数据集条目

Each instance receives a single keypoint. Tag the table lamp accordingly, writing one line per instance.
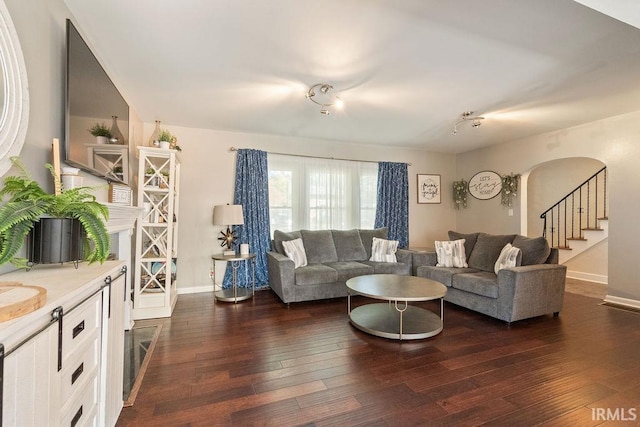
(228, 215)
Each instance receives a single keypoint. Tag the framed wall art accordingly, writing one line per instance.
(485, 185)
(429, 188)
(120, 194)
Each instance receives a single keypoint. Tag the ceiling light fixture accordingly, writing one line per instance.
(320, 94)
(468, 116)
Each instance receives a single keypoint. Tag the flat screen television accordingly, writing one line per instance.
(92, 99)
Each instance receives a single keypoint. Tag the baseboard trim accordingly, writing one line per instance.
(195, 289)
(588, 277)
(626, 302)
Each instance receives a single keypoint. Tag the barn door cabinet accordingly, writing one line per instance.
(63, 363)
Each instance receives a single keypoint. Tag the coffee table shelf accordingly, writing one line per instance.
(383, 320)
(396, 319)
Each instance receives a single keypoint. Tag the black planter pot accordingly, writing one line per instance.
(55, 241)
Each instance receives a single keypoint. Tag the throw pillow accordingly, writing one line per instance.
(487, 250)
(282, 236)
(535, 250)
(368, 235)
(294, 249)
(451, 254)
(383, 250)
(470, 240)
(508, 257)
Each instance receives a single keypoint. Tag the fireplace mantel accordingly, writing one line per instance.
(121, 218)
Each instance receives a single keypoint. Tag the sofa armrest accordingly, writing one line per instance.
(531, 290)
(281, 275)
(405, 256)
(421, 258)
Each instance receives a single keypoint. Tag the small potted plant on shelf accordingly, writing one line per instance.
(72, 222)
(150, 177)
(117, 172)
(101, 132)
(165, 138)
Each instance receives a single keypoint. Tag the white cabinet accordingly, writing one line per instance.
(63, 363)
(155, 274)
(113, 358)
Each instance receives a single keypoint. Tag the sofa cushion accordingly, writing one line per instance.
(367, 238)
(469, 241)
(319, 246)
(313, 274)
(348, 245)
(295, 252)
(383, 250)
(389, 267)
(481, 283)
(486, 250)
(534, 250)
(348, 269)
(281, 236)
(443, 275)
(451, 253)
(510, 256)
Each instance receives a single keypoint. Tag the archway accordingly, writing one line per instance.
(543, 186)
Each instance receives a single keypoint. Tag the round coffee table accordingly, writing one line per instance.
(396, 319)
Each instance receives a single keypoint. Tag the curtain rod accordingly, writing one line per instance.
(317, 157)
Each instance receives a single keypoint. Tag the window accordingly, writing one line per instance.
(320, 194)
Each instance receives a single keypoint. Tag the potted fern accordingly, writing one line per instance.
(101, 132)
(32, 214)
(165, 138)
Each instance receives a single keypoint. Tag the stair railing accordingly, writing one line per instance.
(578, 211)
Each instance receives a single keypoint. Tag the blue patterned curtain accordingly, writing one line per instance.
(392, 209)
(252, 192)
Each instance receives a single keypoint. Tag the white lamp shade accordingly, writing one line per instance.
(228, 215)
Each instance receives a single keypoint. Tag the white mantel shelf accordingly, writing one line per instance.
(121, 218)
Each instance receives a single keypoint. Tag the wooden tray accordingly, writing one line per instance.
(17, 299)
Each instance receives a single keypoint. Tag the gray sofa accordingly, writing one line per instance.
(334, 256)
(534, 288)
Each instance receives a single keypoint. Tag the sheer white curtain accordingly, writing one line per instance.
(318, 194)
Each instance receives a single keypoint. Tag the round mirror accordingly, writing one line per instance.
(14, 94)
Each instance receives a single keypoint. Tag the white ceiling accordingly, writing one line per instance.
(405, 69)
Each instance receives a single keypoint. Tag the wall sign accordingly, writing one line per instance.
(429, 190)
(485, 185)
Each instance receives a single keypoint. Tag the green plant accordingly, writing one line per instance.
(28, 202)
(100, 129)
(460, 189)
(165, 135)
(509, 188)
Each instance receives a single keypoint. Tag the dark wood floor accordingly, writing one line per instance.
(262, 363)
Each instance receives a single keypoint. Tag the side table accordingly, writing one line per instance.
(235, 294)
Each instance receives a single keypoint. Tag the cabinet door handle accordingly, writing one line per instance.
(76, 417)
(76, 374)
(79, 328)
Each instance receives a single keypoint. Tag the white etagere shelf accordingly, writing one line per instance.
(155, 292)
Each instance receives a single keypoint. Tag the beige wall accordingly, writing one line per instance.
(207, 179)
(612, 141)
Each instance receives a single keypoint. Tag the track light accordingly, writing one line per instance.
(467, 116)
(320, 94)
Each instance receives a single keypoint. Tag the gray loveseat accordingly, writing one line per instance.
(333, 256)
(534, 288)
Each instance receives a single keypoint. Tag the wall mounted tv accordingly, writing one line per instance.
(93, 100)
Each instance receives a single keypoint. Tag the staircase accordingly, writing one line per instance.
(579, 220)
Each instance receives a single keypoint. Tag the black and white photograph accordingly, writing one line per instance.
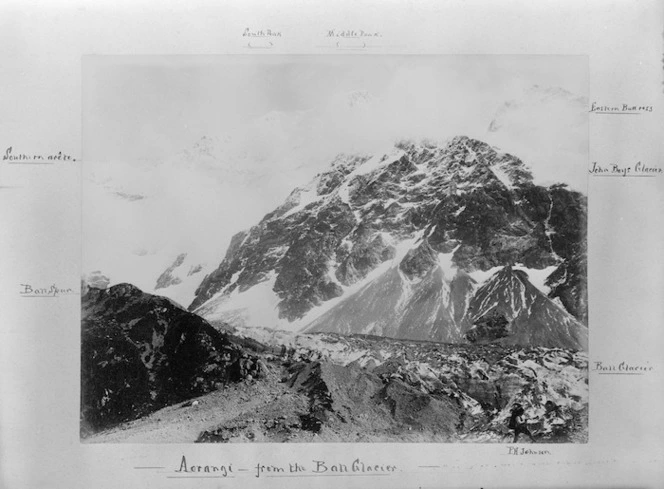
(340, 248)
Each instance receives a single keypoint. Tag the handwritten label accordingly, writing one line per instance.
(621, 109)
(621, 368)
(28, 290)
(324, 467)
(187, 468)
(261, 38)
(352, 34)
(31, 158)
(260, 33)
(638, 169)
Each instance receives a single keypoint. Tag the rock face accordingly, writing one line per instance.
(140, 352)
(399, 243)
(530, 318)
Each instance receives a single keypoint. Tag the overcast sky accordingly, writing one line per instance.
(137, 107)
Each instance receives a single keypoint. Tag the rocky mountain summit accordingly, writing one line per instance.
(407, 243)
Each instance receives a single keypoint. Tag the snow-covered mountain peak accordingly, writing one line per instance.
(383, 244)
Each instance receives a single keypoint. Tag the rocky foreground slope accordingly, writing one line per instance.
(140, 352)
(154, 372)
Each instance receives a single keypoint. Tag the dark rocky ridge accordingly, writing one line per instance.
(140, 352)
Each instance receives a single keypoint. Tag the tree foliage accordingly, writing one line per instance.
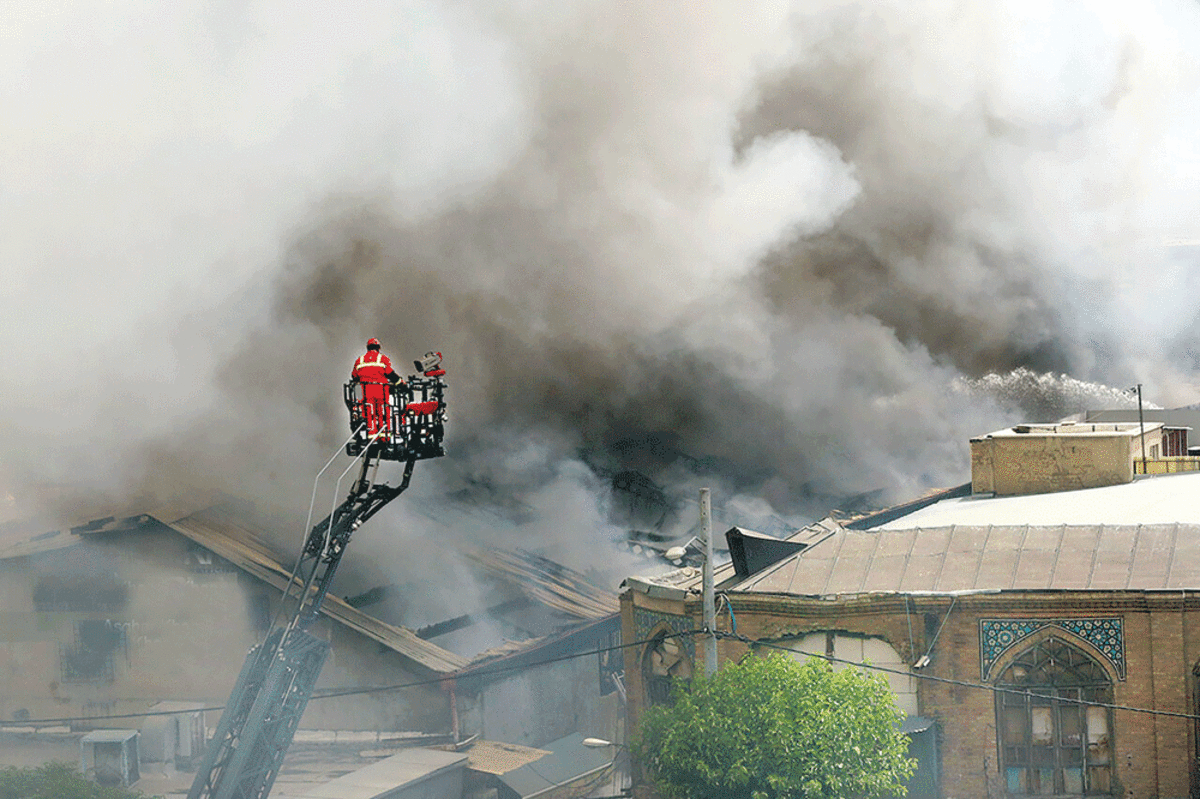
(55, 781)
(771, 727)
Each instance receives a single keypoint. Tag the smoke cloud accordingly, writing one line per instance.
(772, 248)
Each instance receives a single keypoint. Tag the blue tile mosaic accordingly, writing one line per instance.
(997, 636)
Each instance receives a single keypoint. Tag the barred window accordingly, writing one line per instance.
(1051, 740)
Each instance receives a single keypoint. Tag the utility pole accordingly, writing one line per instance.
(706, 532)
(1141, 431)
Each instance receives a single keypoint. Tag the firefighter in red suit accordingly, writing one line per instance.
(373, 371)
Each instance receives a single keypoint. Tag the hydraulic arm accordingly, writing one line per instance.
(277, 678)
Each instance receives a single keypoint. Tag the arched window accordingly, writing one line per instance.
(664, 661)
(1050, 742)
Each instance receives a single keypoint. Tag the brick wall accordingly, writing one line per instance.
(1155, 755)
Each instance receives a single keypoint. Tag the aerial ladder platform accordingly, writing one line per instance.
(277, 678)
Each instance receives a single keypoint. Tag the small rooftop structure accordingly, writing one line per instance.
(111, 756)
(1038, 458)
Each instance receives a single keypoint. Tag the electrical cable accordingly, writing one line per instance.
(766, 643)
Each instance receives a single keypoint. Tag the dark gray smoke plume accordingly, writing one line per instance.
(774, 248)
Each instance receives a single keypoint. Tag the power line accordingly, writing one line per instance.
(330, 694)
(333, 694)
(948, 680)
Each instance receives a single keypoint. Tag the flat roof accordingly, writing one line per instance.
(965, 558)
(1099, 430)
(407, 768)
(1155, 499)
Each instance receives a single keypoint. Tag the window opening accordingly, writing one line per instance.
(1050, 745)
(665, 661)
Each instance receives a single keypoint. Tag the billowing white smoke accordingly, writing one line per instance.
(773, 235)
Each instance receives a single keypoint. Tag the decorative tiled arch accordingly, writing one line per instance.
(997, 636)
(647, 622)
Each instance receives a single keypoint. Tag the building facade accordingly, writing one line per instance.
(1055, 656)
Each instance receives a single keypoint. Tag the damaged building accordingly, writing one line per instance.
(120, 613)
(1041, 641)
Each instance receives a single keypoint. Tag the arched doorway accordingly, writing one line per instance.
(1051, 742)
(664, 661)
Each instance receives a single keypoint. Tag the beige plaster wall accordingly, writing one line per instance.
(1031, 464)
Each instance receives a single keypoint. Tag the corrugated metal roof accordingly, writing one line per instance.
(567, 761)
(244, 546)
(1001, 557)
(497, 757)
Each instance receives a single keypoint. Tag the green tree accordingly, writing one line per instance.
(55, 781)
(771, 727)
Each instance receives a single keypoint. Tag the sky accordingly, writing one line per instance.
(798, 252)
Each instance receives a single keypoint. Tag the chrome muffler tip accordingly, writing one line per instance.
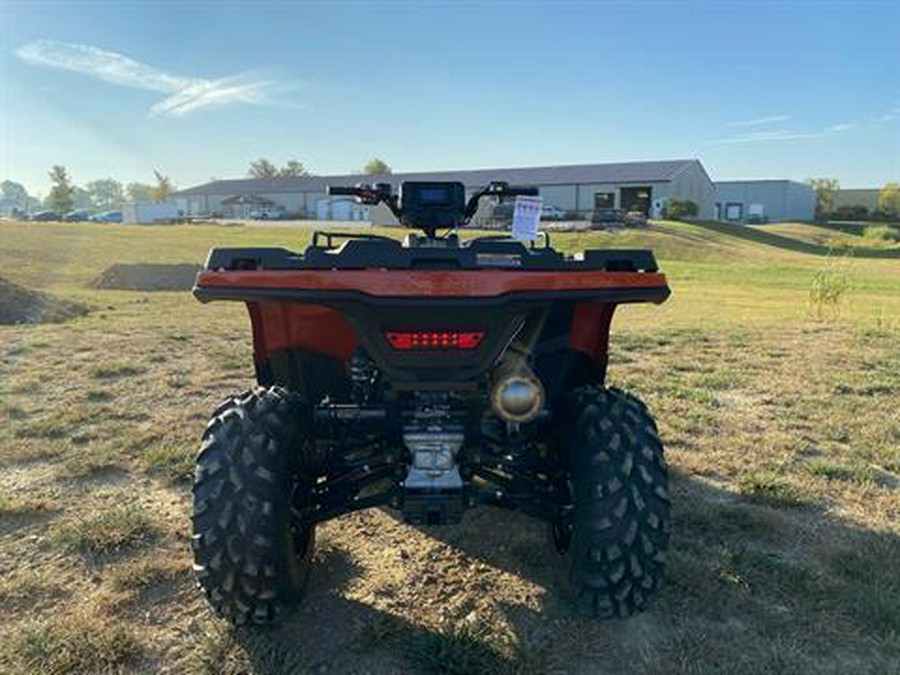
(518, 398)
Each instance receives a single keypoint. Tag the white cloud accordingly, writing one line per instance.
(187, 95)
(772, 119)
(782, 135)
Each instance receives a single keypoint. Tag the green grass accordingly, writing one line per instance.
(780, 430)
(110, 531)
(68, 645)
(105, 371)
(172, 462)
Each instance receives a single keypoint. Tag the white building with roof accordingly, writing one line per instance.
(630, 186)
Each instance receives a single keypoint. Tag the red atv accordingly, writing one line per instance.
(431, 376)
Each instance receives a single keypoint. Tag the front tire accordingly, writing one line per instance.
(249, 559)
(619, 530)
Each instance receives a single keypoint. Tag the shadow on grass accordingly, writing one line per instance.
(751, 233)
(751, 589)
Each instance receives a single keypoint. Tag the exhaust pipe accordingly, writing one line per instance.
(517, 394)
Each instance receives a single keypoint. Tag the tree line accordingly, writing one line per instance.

任务要求: 请把从含有“Each instance receives a single keypoint. Tag the exhaust”的那一行起直到数据末尾的各行重新写出，并将其中的“tree line”替换成“fence line”，其余内容一律保持不变。

正确答案:
Each instance receives a single keypoint. Tag the exhaust pipe accordingly, writing one line per instance.
(517, 394)
Each instance receives a single keypoint. Tag the fence line accordingly, writing one line per instance.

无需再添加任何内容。